▸ Exercise requirements: Count the lines in the rows below that contain the string "white", treating uppercase and lowercase letters as different. Reply with the number only.

▸ Stored data entries:
══════════
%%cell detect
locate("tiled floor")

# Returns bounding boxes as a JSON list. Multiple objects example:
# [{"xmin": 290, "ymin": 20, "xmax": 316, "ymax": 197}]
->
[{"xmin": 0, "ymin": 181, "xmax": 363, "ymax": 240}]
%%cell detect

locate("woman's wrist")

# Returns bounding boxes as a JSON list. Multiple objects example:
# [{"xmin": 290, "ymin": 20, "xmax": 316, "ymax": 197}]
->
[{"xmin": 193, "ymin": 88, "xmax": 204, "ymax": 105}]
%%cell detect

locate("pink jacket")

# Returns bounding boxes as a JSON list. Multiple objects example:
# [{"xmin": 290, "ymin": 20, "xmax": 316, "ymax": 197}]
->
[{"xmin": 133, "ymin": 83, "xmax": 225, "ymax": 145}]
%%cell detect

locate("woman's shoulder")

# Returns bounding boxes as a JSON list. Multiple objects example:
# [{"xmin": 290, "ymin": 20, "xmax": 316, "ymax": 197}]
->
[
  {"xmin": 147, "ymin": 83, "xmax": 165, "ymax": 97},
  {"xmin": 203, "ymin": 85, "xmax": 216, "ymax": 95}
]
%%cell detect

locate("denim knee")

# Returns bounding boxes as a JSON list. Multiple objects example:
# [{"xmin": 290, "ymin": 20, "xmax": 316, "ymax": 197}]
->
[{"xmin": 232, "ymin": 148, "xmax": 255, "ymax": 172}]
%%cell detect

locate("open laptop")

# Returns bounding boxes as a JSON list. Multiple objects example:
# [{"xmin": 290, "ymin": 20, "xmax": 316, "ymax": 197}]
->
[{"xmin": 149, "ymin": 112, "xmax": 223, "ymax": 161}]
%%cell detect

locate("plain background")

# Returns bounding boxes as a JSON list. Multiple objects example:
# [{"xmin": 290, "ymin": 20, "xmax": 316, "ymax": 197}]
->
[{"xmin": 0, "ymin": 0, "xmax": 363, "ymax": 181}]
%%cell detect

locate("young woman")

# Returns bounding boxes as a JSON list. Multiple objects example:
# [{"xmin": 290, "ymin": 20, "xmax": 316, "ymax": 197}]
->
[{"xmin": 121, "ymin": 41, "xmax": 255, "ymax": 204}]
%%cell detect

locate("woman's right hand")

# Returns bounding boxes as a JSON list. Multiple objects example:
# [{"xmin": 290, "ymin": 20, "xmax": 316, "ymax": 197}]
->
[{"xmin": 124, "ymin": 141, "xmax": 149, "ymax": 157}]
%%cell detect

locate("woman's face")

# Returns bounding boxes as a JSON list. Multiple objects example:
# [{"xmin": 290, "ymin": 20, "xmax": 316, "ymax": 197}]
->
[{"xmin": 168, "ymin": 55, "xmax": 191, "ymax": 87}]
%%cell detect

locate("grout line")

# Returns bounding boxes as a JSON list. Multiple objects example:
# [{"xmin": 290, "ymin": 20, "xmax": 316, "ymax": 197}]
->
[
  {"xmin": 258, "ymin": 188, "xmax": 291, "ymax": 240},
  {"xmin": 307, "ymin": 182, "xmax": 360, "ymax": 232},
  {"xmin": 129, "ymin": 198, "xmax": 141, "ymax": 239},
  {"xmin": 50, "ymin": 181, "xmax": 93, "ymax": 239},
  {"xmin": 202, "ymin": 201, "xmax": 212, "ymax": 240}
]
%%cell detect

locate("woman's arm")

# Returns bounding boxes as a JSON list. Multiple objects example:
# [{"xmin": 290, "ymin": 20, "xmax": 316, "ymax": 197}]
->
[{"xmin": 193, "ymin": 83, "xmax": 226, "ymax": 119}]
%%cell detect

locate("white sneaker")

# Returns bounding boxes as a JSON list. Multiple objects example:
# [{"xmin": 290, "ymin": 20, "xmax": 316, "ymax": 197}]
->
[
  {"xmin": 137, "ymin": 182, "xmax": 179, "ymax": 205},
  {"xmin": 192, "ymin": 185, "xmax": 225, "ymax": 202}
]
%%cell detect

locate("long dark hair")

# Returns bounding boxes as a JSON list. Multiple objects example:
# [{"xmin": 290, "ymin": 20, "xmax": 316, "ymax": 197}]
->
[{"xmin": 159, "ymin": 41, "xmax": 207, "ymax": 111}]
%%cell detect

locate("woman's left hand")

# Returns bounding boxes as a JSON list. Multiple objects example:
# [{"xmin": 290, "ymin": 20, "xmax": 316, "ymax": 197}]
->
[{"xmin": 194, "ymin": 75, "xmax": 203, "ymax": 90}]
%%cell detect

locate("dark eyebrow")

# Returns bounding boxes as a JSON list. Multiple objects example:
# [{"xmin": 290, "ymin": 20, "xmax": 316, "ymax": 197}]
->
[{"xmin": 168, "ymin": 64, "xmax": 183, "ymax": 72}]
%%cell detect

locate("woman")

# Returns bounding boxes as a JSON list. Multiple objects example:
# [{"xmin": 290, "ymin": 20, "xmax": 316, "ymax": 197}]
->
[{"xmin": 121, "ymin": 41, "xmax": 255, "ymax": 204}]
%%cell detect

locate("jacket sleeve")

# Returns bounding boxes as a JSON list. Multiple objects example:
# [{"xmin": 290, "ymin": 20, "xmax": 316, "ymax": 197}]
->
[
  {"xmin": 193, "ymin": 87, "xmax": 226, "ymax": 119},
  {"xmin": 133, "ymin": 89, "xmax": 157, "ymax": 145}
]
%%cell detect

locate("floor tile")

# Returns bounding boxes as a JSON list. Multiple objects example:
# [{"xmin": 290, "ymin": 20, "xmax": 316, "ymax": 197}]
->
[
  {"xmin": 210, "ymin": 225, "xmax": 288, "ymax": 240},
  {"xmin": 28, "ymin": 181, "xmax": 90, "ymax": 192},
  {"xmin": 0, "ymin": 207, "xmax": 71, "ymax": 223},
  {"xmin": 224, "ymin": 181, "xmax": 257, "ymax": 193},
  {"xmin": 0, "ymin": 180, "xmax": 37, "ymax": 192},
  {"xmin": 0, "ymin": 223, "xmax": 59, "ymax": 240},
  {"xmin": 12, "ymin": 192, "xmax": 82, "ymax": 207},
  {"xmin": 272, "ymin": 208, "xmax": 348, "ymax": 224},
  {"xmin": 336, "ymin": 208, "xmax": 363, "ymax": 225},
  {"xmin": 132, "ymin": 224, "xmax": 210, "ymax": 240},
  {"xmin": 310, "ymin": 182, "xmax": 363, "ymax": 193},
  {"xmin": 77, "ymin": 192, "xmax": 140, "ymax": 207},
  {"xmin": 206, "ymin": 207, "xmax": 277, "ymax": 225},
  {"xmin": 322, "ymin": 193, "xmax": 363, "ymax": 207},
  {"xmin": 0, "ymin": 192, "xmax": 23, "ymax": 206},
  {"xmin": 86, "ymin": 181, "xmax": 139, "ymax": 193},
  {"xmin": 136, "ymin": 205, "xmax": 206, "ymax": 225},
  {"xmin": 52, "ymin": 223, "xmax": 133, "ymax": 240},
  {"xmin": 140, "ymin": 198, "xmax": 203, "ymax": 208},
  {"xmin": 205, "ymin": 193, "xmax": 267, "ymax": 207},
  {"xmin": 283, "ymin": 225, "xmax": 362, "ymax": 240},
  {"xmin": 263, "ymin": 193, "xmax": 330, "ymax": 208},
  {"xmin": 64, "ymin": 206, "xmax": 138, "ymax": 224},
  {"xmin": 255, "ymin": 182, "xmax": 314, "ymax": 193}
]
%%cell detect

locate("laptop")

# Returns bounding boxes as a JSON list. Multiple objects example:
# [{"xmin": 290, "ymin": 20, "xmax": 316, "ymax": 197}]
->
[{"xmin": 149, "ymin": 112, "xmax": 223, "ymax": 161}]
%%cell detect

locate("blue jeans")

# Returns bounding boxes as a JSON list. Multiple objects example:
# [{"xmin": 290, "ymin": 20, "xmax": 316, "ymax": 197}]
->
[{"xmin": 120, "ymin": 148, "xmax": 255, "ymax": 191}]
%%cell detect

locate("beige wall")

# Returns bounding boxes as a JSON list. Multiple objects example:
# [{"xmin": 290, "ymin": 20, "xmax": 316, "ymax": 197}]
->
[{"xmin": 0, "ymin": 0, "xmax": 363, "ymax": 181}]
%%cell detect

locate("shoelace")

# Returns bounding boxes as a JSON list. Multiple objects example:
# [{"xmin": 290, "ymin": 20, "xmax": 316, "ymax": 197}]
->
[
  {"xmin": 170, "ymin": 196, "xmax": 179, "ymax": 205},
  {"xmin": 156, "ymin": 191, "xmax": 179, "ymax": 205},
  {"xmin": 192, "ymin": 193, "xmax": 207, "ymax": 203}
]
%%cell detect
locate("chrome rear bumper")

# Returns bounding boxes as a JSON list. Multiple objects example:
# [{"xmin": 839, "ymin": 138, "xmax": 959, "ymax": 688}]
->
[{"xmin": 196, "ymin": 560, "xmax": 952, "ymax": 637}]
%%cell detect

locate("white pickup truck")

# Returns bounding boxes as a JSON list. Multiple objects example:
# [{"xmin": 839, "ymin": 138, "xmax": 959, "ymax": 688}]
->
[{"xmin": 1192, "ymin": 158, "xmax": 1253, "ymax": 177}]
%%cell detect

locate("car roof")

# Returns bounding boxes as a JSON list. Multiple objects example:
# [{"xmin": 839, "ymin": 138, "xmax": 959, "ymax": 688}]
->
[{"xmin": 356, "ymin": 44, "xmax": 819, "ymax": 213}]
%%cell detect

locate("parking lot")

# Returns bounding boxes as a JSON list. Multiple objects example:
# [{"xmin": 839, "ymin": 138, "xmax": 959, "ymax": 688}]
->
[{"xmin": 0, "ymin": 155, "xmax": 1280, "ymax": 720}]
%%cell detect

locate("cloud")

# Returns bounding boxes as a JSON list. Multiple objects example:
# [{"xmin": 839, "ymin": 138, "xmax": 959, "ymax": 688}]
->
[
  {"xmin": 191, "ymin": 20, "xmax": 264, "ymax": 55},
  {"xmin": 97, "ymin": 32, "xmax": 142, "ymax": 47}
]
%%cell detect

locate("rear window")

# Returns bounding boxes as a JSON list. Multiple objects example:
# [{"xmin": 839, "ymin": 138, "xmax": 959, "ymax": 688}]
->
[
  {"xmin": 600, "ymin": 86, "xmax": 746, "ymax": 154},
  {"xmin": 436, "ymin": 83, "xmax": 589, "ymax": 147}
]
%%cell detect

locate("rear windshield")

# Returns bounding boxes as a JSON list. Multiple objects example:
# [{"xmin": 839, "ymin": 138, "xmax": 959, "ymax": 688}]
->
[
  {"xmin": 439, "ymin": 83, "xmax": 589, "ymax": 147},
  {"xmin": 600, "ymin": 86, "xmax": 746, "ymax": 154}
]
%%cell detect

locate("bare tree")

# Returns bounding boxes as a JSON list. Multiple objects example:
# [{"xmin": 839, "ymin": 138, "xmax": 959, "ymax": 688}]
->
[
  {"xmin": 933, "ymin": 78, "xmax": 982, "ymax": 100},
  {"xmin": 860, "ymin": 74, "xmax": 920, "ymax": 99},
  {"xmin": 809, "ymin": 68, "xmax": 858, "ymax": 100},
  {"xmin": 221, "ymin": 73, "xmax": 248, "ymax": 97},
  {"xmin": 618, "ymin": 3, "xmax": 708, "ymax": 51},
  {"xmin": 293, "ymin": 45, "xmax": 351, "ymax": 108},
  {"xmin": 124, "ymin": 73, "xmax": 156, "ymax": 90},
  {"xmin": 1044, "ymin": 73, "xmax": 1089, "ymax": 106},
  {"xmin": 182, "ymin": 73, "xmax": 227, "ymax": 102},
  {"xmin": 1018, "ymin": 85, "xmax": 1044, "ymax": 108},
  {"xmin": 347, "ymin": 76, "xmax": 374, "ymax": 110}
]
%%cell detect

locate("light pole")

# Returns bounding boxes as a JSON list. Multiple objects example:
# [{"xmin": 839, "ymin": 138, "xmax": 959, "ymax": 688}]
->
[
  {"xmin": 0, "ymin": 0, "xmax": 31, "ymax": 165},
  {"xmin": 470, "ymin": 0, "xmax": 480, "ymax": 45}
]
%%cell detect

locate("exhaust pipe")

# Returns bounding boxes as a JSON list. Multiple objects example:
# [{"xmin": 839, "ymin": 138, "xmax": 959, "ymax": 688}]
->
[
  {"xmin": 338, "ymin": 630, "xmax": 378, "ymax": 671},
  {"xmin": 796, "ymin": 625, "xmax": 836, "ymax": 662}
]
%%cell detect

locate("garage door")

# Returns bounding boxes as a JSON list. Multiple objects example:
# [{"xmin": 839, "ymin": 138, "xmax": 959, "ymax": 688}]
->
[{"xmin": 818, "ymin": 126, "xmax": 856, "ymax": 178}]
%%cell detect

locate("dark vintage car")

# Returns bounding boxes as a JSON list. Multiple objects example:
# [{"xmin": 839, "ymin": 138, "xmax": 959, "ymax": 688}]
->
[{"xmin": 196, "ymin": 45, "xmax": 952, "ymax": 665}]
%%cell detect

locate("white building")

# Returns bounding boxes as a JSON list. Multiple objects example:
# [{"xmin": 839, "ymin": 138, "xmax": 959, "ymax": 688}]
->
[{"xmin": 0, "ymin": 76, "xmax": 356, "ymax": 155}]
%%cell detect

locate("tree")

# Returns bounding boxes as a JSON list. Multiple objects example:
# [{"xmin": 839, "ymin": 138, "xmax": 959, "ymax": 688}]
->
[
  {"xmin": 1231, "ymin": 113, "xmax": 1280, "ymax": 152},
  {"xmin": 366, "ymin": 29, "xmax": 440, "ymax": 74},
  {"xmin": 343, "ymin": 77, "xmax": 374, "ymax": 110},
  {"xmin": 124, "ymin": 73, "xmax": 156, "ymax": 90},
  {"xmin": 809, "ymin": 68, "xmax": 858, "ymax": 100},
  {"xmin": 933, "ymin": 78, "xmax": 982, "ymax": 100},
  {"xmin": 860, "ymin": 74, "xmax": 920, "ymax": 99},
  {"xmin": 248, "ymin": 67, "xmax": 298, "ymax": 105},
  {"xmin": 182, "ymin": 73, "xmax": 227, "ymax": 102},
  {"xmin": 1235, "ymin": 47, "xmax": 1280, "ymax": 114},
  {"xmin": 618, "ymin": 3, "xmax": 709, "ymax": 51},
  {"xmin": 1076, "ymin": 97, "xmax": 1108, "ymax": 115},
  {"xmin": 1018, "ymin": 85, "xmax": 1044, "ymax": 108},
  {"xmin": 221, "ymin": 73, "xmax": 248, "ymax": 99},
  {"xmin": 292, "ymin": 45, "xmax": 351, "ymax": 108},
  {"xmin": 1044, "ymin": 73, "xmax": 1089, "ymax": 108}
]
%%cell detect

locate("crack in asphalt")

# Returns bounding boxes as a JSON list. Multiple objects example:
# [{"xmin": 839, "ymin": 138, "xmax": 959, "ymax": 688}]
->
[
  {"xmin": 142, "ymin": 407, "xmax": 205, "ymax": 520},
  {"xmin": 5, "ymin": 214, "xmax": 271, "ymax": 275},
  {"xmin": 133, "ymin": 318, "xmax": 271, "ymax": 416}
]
══════════
▸ Task answer: 3